| Вопросы по материалу |
A. Ответьте по тексту о МАМТе:
(i) В каком году Урин получил театр?
(ii) Сколько пожаров пережил театр во время стройки?
(iii) Как ласково называют этот театр в просторечии?
B. Продолжите текст о МАМТе, начав сразу после его последнего предложения.

| Исходный текст |
Этот театр
Владимир Урин, который приходит на смену Анатолию Иксанову, обладает совершенно другим опытом управления театральным предприятием. У МАМТа имени Станиславского и Немировича-Данченко уникальная репутация в профессиональном сообществе. Если и существует реальное доказательство жизнеспособности модели театр — дом, то это именно «Стасик», как ласково именуют этот театр в просторечии. А ведь в 1995 году Урин получил тоже отнюдь не образцовое хозяйство. Театр был обескровлен предшествующими конфликтами, уходом дирижера Евгения Колобова, за которым потянулись оркестр и хор... Но Урин по своему духу строитель и созидатель, осуществивший реконструкцию театра как в прямом, так и в переносном смысле. Причем стройка, во время которой театр пережил два пожара, шла с осложнениями. Труппа, не имея площадки, скиталась по гастролям, но была сохранена. В итоге получился театр, который представляет собой одно из самых привлекательных театральных пространств с супермодернизированной начинкой. Ну а самое главное — в этом замечательном доме сохранился театральный дух коллективного сотворчества, и, пожалуй, ни один музыкальный театр подобной атмосферой похвалиться не может. Те, кто в нем служит (именно это слово я бы употребила), горой стоят друг за друга, радуются успехам коллег, испытывают искреннюю гордость за свой театр. В чем тут дело? Нет интриг, внутренних распрей, зависти? Каждый, кто работал в театре, знает, что это никогда и никуда не денется. Но одно дело, когда каждый чих выносится в прессу и обсуждается на обывательском уровне, и совсем другое — когда неизбежные конфликты решаются, как в семье, миром.

| Предоставленный материал |
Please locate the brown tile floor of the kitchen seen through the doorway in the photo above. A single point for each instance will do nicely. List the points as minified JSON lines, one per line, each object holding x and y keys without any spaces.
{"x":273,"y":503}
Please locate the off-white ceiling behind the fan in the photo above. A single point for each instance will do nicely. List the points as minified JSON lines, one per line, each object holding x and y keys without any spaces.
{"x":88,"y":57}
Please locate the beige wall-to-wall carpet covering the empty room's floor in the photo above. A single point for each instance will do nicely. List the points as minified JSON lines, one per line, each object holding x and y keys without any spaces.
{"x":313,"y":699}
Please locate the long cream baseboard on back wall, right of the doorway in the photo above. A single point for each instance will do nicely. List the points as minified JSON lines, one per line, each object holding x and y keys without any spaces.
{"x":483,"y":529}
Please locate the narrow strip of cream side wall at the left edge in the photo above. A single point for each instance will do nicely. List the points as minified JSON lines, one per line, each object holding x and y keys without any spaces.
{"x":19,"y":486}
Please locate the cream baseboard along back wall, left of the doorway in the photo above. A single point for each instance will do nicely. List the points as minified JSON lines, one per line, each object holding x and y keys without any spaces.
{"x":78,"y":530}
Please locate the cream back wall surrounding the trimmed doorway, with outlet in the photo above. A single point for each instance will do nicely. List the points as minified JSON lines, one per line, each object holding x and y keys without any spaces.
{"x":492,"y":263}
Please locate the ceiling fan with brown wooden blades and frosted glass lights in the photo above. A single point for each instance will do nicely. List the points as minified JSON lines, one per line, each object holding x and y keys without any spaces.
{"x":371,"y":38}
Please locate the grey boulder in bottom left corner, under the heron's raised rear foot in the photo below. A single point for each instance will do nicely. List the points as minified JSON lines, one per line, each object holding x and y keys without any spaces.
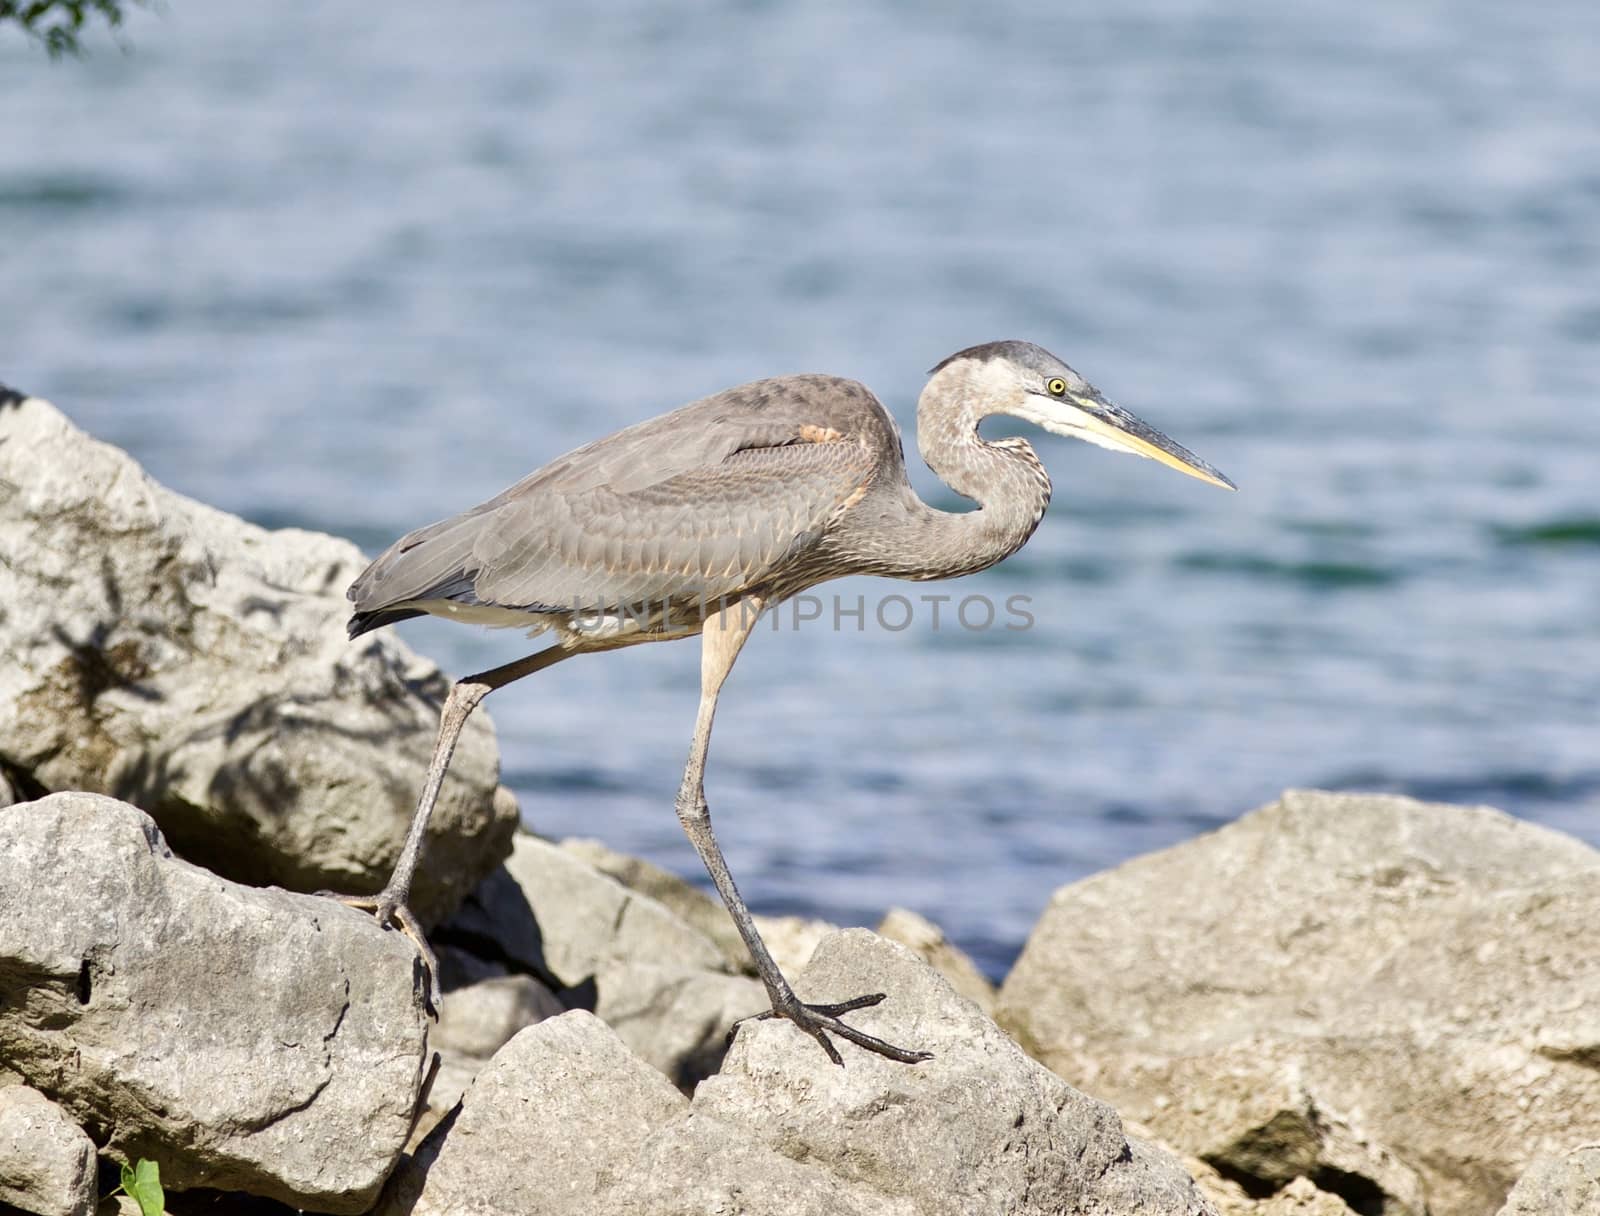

| Список ответов |
A.
(i) В 1995 году.
(ii) Два.
(iii) «Стасик».

B.
У нового гендиректора Большого не только отличный послужной список, но и чисто человеческая репутация — широко известен демократизм Урина. В МАМТе царит атмосфера раскрепощенности и доверия, у каждого есть возможность прийти к директору со своими проблемами. Он создал прекрасную команду — по принципу «штучности», конечно. Да, она существует по схеме, известной с прежних, советских времен, но в этом театре она работает — система главных специалистов. Главный режиссер оперы Александр Титель собирает труппу и воспитывает не только певцов, но и актеров. Артистов никто не держит за крепостных, некоторые становятся звездами, востребованными в мире. Театр спокойно отпускает их в свободное плавание и радостно принимает в свои объятия — они приезжают и поют в спектаклях родного театра. Во главе оркестра стоит молодой, но отлично себя зарекомендовавший Феликс Коробов. В театре замечательный главный художник Владимир Арефьев... Мозговой центр театра — супруга и соратник Урина Ирина Черномурова, критик по профессии. Ее должность — начальник отдела по зарубежным связям, благодаря ее вкусу, чутью и невероятной активности театр получил (раньше всех!) в сотрудники хореографов мировой величины Джона Ноймайера и Начо Дуато, освоил балетный язык Иржи Килиана… Фестиваль современного танца с приглашением известных западных трупп в «Стасике» начали делать еще в 1997 году. Все, что декларировалось в 90-е годы в Большом театре, МАМТ так или иначе уже осуществил.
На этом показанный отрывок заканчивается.